╭──

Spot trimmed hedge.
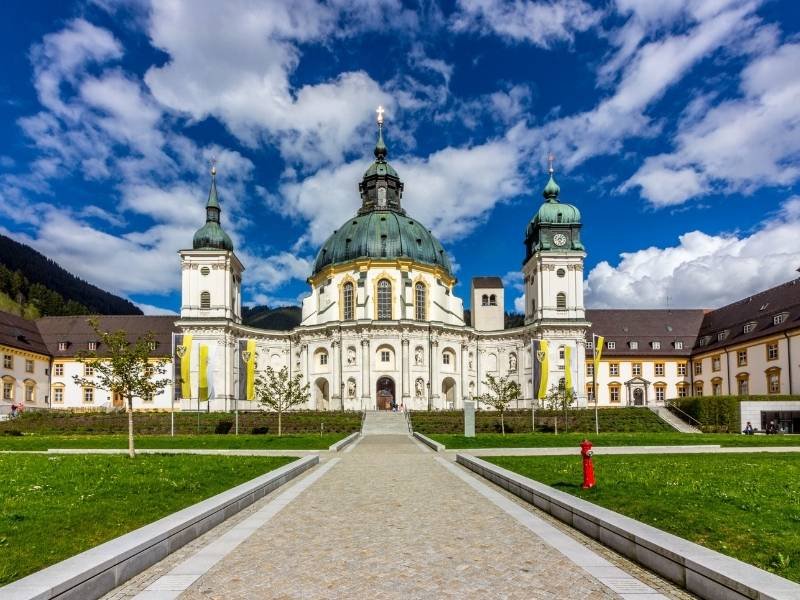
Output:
[409,408,675,434]
[0,410,362,435]
[670,395,800,433]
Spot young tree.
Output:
[480,375,521,435]
[73,318,171,458]
[255,367,310,436]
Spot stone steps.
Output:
[361,410,408,435]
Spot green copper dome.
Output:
[312,120,453,277]
[192,168,233,252]
[313,210,452,276]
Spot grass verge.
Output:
[428,432,800,449]
[0,455,294,584]
[0,433,345,450]
[487,454,800,581]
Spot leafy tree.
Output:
[73,318,170,458]
[480,375,521,435]
[255,367,310,436]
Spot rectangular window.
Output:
[767,342,778,360]
[736,349,747,367]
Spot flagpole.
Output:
[592,333,600,434]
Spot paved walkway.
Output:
[108,435,686,600]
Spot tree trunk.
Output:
[128,396,136,458]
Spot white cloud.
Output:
[622,43,800,206]
[586,196,800,308]
[450,0,602,48]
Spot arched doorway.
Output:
[375,377,394,410]
[633,388,644,406]
[314,377,330,410]
[442,377,456,409]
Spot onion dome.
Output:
[192,167,233,252]
[312,111,452,278]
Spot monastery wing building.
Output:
[0,116,800,412]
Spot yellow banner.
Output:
[197,344,208,402]
[534,340,550,400]
[247,340,256,400]
[564,346,572,392]
[594,335,606,378]
[180,335,192,398]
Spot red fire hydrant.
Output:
[581,440,595,490]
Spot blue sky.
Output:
[0,0,800,312]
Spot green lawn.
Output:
[487,453,800,581]
[428,432,800,449]
[0,454,294,585]
[0,433,345,450]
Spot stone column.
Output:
[401,337,411,406]
[461,343,469,406]
[430,340,442,407]
[361,339,375,410]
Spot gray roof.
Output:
[586,308,706,357]
[472,277,503,290]
[36,315,178,358]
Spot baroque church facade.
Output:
[176,123,589,410]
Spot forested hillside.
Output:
[0,235,142,319]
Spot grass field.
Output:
[0,454,294,580]
[428,432,800,449]
[487,454,800,581]
[0,433,345,450]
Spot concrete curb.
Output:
[456,454,800,600]
[0,455,319,600]
[414,431,445,452]
[328,431,361,452]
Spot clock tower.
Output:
[522,156,589,404]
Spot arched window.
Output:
[414,281,425,321]
[342,281,354,321]
[378,279,392,320]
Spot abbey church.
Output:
[0,119,800,420]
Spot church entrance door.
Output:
[375,377,394,410]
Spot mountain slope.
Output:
[0,235,142,316]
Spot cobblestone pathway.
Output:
[114,436,692,600]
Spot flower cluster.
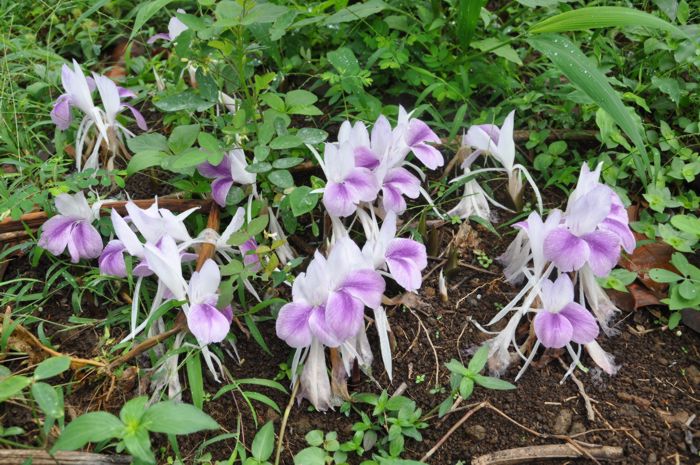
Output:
[270,108,434,410]
[51,60,148,171]
[482,164,635,377]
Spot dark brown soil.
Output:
[0,186,700,465]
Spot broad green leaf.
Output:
[250,421,275,462]
[129,0,173,40]
[457,0,486,49]
[51,412,124,453]
[0,376,32,402]
[528,34,650,184]
[32,383,63,418]
[34,357,70,380]
[126,150,170,175]
[530,6,690,39]
[141,401,219,434]
[324,0,389,25]
[467,344,489,373]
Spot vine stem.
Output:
[275,379,300,465]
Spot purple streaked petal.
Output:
[275,302,312,349]
[385,239,428,291]
[411,142,445,170]
[354,147,379,170]
[325,290,364,342]
[384,168,420,199]
[122,103,148,131]
[544,226,591,272]
[97,239,126,278]
[146,32,170,45]
[38,215,78,255]
[559,302,599,344]
[534,311,574,349]
[582,230,620,276]
[323,181,357,217]
[309,306,343,347]
[211,177,233,207]
[382,184,406,215]
[68,221,103,263]
[338,269,386,308]
[51,94,73,131]
[345,168,379,202]
[187,304,231,346]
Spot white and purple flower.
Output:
[197,149,256,207]
[38,192,103,263]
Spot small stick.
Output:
[472,444,624,465]
[275,379,300,465]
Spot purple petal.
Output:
[68,221,103,263]
[338,269,386,308]
[411,142,445,170]
[122,103,148,131]
[354,147,379,170]
[582,231,620,276]
[146,32,170,45]
[384,168,420,199]
[38,215,78,255]
[386,239,428,291]
[559,302,599,344]
[323,181,357,217]
[325,290,364,342]
[211,177,233,207]
[534,311,573,349]
[97,239,126,278]
[345,168,379,202]
[382,184,406,214]
[238,237,260,271]
[187,304,231,345]
[309,306,343,347]
[598,217,637,253]
[275,302,312,349]
[51,94,72,131]
[544,226,590,272]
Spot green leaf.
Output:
[457,0,486,49]
[530,6,690,39]
[474,375,515,391]
[142,401,219,434]
[250,421,275,462]
[470,37,523,65]
[528,34,649,184]
[129,0,173,41]
[0,376,32,402]
[126,150,170,175]
[294,447,326,465]
[168,124,199,153]
[289,186,319,216]
[51,412,124,453]
[267,170,294,189]
[467,344,489,373]
[34,357,70,380]
[32,383,63,418]
[270,134,304,150]
[126,133,168,153]
[284,89,318,108]
[323,0,389,25]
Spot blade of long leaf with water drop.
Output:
[527,34,650,184]
[530,6,688,37]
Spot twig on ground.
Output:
[275,379,300,465]
[472,444,624,465]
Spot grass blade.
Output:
[527,34,653,184]
[530,6,690,38]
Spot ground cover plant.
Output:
[0,0,700,465]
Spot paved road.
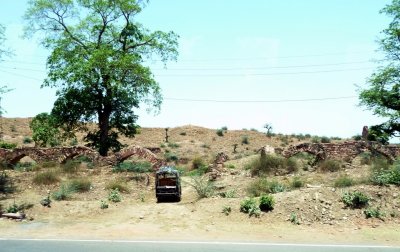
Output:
[0,238,400,252]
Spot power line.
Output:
[155,67,374,77]
[164,96,357,103]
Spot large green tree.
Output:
[359,0,400,143]
[25,0,178,155]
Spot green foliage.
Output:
[240,198,261,217]
[60,159,81,174]
[108,188,122,203]
[192,157,206,170]
[222,206,232,216]
[245,154,298,176]
[219,189,237,198]
[164,152,179,162]
[25,0,178,156]
[33,170,60,185]
[189,176,215,199]
[247,178,286,197]
[290,176,305,188]
[112,161,152,173]
[29,113,61,147]
[289,213,300,225]
[68,178,92,193]
[0,141,17,150]
[359,0,400,143]
[0,171,15,194]
[242,136,250,144]
[364,207,385,219]
[370,161,400,186]
[318,159,342,172]
[52,184,75,201]
[342,191,370,208]
[22,137,33,144]
[320,136,331,143]
[334,175,355,187]
[216,129,224,137]
[100,200,108,209]
[106,179,129,193]
[6,202,33,213]
[260,194,275,212]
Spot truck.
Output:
[155,166,182,202]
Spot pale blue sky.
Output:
[0,0,390,137]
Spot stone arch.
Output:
[115,146,164,169]
[282,143,326,164]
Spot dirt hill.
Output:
[0,118,400,245]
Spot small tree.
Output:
[359,0,400,143]
[29,113,61,147]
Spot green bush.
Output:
[189,176,215,199]
[342,191,369,208]
[52,184,75,201]
[106,179,129,193]
[164,152,179,162]
[240,198,261,217]
[108,188,122,203]
[260,194,275,212]
[192,157,206,170]
[222,206,232,216]
[22,137,33,144]
[60,159,81,174]
[318,159,342,172]
[320,136,331,143]
[364,207,385,219]
[0,171,15,194]
[112,161,153,173]
[0,141,17,150]
[242,136,250,144]
[247,178,286,197]
[290,176,305,188]
[245,154,298,176]
[100,200,108,209]
[68,178,92,192]
[334,175,355,187]
[33,170,60,185]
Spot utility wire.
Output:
[164,96,357,103]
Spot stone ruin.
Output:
[0,146,165,169]
[281,141,400,163]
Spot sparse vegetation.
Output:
[290,176,304,188]
[364,207,385,219]
[52,184,75,201]
[0,171,15,194]
[189,176,215,199]
[247,178,286,197]
[106,178,129,193]
[334,175,355,187]
[68,178,92,193]
[108,188,122,203]
[33,170,60,185]
[245,154,298,176]
[222,206,232,216]
[240,198,261,217]
[0,141,17,150]
[342,191,370,208]
[318,159,342,172]
[260,194,275,212]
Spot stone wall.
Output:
[282,141,400,162]
[0,146,164,169]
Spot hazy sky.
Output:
[0,0,390,137]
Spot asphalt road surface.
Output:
[0,238,400,252]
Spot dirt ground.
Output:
[0,118,400,246]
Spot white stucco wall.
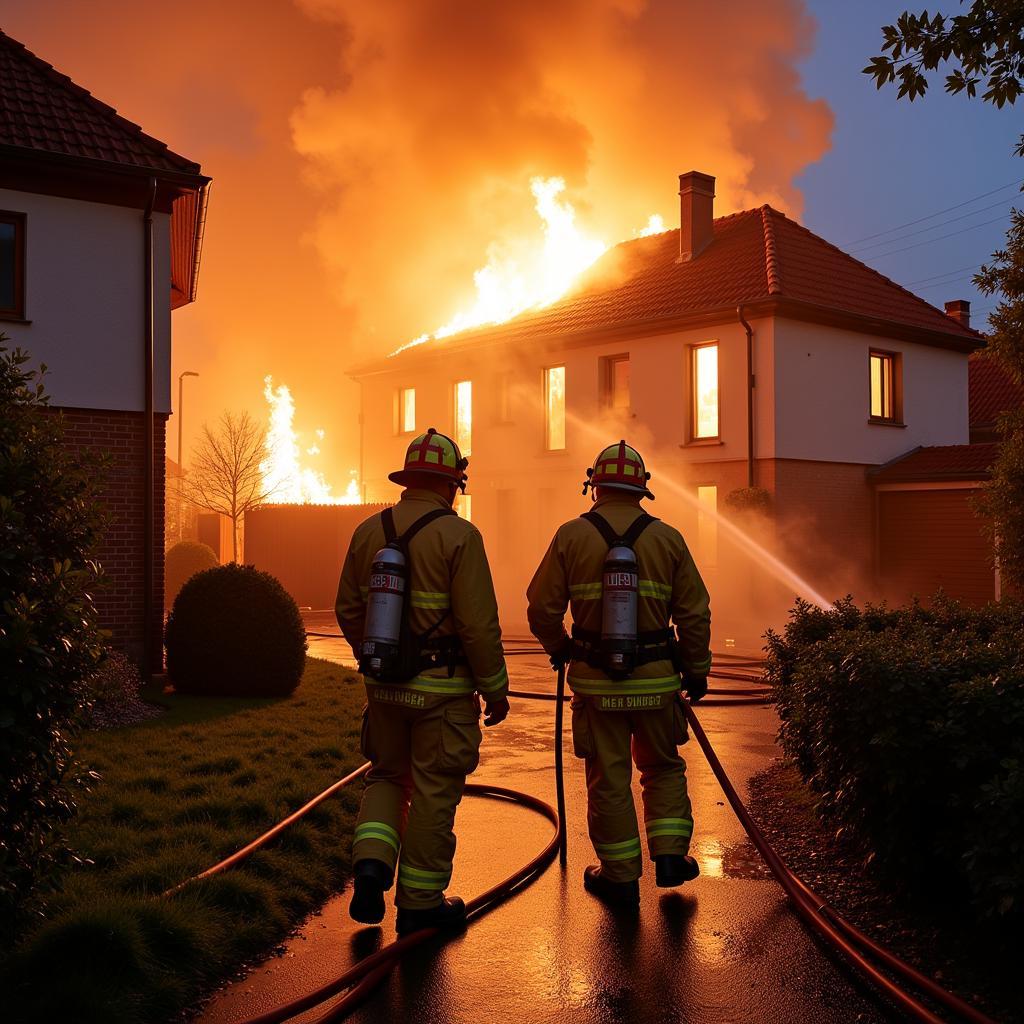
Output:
[774,319,970,464]
[0,189,171,413]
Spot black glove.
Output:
[683,676,708,703]
[549,637,573,672]
[483,697,509,726]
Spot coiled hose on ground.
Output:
[163,650,995,1024]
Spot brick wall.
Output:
[52,409,167,672]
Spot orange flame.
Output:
[259,374,361,505]
[391,177,665,355]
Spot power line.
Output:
[906,263,984,288]
[843,178,1024,247]
[850,200,1006,256]
[868,216,1006,259]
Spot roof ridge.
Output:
[0,29,200,173]
[759,203,782,295]
[762,204,984,338]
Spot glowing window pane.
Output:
[455,381,473,456]
[544,367,565,452]
[869,352,893,420]
[693,345,719,437]
[697,484,718,565]
[398,387,416,434]
[602,355,630,412]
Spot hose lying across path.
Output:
[163,652,994,1024]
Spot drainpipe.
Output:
[142,178,157,680]
[736,306,756,487]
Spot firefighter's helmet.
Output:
[583,440,654,501]
[388,427,469,492]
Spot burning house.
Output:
[352,172,992,635]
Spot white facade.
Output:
[774,319,970,465]
[0,189,171,414]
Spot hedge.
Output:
[766,594,1024,919]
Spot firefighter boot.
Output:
[583,864,640,909]
[654,853,700,889]
[395,896,466,935]
[348,857,393,925]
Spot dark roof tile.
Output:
[0,32,200,175]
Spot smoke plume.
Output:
[0,0,831,471]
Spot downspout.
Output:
[142,178,157,680]
[736,306,756,487]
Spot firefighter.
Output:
[336,428,509,935]
[527,440,711,907]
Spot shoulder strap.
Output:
[622,512,657,548]
[381,505,398,544]
[393,509,456,551]
[580,511,618,548]
[580,511,657,548]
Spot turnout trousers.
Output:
[572,694,693,882]
[352,686,481,909]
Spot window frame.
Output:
[0,210,29,321]
[542,362,568,452]
[686,339,722,444]
[452,377,473,458]
[867,348,904,427]
[395,387,416,435]
[598,352,633,416]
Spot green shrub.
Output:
[86,650,162,729]
[166,563,306,696]
[164,541,217,608]
[0,335,103,924]
[767,595,1024,918]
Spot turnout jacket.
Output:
[526,495,711,695]
[335,487,508,700]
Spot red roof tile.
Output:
[387,206,980,364]
[870,443,999,483]
[968,352,1024,428]
[0,32,200,176]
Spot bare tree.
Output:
[184,413,272,562]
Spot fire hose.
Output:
[163,667,994,1024]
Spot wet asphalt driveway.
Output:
[193,622,894,1024]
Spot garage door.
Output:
[879,489,995,604]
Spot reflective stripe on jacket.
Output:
[526,494,711,694]
[335,487,508,700]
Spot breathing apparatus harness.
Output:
[359,508,466,683]
[572,511,676,680]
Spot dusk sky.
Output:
[0,0,1024,487]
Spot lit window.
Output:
[0,211,25,318]
[868,352,901,423]
[455,381,473,456]
[697,483,718,565]
[398,387,416,434]
[693,344,719,440]
[544,367,565,452]
[601,355,630,413]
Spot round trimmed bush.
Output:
[165,562,306,697]
[164,541,217,608]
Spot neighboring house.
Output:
[869,354,1024,603]
[353,172,982,636]
[0,33,210,671]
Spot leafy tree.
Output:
[184,413,272,562]
[0,335,103,926]
[864,0,1024,588]
[864,0,1024,130]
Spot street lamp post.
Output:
[177,370,199,541]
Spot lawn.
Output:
[0,658,372,1024]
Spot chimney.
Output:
[946,299,971,327]
[679,171,715,263]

╰──

▸ EXERCISE TASK: Turn the lines above, from the one containing "Spot hose lying across path." through the one containing "[352,172,992,635]", inclusive, into a numbered list, omitting any blank lines.

▸ RESULT BELOW:
1. Spot hose lying across path.
2. Output:
3. [163,652,994,1024]
4. Spot drainpipe.
5. Output:
6. [142,178,157,680]
7. [736,306,756,487]
8. Spot firefighter's helmet.
9. Output:
10. [583,440,654,501]
11. [388,427,469,492]
12. Spot burning house.
13. Output:
14. [352,172,992,635]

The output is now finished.